### TASK OBJECTIVE
Please count how many lines in the records below contain the word "clear", and reply with that number alone.

[start PROVIDED MATERIAL]

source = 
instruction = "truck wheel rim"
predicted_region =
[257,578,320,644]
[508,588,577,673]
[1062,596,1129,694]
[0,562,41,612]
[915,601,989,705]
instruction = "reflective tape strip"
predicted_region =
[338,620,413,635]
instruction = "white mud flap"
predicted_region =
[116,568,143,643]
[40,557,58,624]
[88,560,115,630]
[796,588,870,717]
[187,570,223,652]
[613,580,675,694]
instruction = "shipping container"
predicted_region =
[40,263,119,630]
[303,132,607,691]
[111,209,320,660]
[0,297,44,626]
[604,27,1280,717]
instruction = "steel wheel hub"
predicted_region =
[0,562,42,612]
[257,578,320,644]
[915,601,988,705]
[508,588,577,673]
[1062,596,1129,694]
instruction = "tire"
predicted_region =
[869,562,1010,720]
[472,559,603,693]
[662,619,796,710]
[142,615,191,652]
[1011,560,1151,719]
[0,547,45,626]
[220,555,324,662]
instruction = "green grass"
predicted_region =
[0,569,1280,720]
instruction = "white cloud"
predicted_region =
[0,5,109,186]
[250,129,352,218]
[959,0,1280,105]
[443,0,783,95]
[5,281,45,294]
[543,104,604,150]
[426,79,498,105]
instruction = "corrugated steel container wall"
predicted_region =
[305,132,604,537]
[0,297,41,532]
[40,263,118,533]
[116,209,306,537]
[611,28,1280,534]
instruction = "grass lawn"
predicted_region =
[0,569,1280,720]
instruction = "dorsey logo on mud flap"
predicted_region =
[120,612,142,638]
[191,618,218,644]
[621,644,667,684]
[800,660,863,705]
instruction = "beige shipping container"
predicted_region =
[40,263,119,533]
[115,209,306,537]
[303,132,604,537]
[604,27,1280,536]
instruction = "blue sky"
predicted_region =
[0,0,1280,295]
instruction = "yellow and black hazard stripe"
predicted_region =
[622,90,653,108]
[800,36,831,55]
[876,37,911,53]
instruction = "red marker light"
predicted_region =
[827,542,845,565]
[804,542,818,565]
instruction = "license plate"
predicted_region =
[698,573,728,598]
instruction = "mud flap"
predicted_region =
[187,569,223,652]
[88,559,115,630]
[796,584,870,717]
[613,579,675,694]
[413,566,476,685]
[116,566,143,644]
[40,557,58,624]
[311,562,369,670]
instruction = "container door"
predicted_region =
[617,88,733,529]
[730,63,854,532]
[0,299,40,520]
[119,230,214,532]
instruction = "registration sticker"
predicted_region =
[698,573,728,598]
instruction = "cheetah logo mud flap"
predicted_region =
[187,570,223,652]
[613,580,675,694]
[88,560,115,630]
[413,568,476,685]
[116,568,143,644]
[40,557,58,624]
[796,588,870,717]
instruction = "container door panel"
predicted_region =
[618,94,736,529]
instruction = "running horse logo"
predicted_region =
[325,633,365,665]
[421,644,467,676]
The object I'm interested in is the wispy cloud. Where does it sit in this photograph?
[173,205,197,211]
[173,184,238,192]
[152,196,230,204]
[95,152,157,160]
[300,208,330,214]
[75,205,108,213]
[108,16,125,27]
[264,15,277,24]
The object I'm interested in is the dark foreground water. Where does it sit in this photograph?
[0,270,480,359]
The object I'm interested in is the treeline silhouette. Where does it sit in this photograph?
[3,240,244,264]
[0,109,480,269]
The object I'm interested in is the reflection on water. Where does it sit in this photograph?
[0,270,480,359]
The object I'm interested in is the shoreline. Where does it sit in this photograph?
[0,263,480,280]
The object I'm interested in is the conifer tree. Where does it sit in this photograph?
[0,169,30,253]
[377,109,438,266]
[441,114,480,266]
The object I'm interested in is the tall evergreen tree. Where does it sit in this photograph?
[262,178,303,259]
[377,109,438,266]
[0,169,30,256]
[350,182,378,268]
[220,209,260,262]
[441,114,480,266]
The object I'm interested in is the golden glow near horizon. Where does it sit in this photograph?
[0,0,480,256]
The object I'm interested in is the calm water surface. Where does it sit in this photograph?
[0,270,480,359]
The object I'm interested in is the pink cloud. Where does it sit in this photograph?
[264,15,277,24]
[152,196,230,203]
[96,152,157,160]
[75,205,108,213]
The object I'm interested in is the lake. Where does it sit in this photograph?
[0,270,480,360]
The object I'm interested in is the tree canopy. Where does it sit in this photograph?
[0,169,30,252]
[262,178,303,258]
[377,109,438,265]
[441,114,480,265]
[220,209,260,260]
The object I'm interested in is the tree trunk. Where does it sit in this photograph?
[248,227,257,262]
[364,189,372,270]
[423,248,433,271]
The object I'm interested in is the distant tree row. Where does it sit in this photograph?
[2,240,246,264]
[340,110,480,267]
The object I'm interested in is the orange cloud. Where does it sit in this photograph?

[end PROVIDED MATERIAL]
[start PROVIDED MATERIAL]

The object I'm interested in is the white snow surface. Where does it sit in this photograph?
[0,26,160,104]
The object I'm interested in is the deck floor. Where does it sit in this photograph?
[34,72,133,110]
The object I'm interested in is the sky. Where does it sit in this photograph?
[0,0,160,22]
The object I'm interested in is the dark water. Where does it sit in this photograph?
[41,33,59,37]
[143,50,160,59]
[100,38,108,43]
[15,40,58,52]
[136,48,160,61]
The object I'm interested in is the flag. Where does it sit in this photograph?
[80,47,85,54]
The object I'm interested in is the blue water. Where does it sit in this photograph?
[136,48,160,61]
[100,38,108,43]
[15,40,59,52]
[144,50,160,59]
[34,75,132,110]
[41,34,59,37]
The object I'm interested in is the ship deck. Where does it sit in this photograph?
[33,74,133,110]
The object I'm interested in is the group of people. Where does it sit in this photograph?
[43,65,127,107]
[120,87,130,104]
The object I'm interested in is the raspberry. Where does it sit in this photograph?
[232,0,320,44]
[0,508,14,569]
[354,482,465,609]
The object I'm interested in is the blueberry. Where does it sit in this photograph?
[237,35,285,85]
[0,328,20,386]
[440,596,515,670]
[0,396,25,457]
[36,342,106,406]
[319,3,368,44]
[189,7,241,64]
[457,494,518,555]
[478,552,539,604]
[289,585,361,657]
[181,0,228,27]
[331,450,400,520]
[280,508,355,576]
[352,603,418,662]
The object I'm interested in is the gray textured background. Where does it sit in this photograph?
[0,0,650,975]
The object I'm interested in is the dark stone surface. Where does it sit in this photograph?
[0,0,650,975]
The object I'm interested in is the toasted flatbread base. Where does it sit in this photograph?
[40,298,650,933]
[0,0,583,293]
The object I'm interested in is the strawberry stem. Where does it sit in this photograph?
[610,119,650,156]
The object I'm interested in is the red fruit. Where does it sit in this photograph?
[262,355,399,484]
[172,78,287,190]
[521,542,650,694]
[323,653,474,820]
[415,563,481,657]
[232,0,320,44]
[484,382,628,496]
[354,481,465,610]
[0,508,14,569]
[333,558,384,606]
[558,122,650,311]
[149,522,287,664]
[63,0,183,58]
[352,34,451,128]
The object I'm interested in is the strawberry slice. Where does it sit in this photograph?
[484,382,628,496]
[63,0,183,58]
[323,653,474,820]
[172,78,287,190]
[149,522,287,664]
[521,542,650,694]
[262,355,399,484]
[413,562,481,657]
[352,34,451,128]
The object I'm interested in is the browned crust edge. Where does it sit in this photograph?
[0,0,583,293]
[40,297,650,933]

[end PROVIDED MATERIAL]
[start PROVIDED MATERIAL]

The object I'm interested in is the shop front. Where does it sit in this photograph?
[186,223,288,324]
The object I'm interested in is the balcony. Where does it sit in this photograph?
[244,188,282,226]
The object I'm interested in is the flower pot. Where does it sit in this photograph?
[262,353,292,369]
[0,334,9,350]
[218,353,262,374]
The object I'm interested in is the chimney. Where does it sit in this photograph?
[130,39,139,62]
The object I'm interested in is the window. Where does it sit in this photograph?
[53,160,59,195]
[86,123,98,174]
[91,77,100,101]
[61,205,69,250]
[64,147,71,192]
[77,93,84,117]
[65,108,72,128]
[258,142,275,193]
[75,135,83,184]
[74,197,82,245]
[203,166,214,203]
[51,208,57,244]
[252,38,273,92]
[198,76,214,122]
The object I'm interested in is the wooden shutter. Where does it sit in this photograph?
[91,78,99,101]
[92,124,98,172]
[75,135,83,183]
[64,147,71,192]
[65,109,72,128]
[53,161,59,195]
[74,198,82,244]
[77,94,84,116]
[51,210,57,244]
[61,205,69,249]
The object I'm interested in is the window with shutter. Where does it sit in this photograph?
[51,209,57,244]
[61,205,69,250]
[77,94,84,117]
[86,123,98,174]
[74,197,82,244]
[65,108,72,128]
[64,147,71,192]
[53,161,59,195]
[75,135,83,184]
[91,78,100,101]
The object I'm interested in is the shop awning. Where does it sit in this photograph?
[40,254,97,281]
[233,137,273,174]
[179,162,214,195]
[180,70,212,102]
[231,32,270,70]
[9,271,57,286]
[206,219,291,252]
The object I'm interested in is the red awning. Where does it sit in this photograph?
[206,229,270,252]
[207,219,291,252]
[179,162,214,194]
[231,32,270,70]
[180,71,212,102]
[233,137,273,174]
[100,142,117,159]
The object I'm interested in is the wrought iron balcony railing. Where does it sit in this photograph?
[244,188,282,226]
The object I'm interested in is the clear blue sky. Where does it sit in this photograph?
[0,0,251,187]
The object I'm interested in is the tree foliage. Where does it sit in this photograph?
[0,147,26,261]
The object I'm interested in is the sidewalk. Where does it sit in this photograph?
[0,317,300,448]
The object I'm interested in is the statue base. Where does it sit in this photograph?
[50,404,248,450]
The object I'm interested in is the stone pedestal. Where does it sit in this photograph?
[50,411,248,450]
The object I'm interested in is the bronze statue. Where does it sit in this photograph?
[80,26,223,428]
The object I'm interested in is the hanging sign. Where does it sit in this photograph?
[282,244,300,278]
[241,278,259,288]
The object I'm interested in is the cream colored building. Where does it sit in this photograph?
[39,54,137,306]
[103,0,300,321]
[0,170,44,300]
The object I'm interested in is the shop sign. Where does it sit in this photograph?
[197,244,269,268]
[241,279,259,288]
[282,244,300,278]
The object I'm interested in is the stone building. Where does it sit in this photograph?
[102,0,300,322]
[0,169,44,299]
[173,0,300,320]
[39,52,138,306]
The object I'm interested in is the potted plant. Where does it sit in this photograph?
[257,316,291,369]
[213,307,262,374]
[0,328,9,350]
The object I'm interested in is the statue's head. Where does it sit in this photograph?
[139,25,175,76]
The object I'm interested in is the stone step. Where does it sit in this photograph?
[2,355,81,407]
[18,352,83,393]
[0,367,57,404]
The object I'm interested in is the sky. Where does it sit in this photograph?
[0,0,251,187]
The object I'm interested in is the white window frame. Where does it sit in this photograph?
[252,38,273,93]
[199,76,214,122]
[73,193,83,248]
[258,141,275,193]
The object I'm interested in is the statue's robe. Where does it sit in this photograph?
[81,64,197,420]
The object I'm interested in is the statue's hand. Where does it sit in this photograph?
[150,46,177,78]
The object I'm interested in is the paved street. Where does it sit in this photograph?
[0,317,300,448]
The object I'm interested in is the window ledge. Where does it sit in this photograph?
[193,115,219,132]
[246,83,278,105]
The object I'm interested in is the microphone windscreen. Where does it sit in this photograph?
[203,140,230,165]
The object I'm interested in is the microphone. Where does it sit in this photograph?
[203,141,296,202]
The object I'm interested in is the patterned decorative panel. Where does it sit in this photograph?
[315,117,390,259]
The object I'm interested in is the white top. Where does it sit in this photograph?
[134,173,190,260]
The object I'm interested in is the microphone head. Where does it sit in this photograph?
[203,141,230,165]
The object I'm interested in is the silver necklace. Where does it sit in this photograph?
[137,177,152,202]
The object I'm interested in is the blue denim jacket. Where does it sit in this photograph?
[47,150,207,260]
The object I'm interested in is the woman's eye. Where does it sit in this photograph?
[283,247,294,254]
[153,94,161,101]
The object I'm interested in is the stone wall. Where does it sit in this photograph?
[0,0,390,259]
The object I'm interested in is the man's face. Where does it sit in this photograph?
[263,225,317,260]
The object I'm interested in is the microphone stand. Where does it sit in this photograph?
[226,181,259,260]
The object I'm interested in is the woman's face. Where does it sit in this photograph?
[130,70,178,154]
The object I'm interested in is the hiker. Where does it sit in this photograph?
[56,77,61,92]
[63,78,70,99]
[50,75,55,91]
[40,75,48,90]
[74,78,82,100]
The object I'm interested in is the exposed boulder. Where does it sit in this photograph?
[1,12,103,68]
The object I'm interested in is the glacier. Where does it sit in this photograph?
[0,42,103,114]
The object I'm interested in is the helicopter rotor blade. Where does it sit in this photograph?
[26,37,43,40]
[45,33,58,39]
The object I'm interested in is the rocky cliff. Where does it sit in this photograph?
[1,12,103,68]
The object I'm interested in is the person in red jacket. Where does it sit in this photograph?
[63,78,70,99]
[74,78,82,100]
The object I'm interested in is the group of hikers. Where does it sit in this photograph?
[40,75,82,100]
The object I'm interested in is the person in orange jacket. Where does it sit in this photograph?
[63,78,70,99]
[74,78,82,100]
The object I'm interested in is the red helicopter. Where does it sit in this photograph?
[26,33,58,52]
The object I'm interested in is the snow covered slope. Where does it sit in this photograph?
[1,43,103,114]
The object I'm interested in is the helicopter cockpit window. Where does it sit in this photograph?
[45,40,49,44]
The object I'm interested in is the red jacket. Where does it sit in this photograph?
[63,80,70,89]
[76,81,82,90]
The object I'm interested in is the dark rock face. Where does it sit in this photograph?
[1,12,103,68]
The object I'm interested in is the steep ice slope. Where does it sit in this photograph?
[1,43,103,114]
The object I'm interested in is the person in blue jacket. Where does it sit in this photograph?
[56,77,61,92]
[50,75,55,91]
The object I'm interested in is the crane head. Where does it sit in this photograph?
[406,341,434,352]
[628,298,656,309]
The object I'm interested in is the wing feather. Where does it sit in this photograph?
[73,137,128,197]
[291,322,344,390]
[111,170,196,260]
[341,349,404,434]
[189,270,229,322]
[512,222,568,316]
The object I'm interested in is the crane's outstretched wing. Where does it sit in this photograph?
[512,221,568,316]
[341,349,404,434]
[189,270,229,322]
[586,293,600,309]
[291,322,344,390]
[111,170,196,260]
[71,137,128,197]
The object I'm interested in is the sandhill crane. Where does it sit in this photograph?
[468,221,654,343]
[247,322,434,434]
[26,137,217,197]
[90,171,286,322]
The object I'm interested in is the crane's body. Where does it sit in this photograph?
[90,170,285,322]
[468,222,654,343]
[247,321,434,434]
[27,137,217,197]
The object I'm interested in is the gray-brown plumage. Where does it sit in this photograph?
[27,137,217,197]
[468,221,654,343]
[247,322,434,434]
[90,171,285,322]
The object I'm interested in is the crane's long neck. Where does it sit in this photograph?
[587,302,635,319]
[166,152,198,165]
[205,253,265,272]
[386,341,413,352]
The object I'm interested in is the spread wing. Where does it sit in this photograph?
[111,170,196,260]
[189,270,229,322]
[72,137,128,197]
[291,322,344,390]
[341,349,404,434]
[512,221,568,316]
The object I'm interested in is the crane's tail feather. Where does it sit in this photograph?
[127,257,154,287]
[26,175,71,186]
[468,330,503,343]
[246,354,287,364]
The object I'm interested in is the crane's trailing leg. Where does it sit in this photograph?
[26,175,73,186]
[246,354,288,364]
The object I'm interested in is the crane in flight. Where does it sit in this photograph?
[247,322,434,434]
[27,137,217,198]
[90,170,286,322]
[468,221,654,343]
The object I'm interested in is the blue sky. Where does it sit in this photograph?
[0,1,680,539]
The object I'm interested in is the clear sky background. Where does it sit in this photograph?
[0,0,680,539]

[end PROVIDED MATERIAL]

### EXERCISE SOLUTION
2